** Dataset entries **
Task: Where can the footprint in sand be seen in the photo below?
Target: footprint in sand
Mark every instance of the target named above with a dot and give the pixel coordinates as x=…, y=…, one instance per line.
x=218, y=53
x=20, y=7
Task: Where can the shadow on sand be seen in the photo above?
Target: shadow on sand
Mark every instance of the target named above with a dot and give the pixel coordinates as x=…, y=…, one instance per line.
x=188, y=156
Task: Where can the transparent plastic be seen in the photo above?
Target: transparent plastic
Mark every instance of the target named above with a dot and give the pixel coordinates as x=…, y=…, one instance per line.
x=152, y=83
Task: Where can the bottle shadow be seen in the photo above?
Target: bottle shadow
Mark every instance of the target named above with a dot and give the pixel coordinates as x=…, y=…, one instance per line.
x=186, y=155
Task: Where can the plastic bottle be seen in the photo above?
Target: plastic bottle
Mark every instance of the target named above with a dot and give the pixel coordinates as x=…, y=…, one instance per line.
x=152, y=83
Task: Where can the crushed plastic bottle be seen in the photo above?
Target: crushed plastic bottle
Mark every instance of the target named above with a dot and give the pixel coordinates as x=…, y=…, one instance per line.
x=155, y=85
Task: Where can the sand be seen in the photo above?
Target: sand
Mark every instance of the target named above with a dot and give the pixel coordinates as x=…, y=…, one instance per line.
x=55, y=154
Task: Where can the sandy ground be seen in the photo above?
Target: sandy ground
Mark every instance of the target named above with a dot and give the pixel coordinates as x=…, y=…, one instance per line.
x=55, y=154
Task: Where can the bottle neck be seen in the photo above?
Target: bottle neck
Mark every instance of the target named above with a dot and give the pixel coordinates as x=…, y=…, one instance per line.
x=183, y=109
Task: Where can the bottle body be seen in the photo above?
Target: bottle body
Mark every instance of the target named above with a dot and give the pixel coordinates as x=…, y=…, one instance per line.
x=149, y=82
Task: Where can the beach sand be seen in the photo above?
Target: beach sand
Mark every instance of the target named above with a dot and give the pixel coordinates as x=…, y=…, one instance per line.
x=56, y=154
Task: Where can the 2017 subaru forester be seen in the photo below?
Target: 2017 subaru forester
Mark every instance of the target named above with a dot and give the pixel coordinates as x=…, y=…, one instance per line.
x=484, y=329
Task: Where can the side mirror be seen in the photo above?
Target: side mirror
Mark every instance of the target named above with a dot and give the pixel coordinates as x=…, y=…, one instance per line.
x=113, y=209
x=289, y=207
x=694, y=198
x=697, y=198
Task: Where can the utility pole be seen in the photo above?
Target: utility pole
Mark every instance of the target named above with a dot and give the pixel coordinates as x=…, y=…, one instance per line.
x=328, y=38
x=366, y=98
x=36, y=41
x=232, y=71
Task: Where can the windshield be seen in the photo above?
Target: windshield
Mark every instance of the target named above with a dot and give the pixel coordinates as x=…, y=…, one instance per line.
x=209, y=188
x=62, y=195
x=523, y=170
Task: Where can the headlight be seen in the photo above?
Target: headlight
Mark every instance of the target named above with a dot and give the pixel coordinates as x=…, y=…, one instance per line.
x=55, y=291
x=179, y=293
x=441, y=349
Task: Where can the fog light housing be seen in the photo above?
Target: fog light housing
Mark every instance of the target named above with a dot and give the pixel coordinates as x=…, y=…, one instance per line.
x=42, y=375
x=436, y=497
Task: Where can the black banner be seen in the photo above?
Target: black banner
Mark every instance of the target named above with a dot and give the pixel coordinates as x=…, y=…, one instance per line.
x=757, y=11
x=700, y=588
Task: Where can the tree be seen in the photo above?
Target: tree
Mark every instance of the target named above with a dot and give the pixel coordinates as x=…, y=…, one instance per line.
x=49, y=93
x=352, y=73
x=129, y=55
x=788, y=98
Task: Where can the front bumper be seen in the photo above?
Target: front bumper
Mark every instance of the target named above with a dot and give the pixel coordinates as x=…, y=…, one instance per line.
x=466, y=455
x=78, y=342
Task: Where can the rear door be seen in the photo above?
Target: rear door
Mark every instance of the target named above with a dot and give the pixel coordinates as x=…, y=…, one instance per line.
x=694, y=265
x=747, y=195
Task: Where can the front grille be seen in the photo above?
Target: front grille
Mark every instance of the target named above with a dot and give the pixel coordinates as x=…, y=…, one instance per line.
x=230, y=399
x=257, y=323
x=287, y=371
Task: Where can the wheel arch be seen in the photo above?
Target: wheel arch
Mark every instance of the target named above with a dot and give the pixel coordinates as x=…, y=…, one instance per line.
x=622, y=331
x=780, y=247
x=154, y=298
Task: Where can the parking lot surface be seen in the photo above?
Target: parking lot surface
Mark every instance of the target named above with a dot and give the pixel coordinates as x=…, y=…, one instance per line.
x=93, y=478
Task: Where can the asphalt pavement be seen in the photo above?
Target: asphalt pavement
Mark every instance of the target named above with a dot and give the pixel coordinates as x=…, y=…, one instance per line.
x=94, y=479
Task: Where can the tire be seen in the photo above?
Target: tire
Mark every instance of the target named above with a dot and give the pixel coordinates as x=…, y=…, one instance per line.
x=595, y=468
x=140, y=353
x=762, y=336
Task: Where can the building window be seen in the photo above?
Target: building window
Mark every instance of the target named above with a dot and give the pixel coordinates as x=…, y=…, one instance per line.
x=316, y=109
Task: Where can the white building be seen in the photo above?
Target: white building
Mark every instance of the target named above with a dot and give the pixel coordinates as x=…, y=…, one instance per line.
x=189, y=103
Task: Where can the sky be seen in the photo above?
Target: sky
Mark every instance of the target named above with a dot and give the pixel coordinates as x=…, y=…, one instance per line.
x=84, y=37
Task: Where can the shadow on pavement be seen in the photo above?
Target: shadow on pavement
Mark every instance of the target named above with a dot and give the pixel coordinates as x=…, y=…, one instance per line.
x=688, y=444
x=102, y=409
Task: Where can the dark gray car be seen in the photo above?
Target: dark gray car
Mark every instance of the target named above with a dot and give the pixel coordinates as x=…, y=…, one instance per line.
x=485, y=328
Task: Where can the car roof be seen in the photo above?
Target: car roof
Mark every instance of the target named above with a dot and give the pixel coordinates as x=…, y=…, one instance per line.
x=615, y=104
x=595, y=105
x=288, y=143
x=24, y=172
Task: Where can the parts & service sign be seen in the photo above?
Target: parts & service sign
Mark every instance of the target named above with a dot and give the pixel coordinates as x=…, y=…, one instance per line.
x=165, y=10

** What the task asks **
Please copy each line of the records above in which the word "grille" can be found.

** Answer section **
Task: Where can the front grille be seen in the photo above?
Target: front grille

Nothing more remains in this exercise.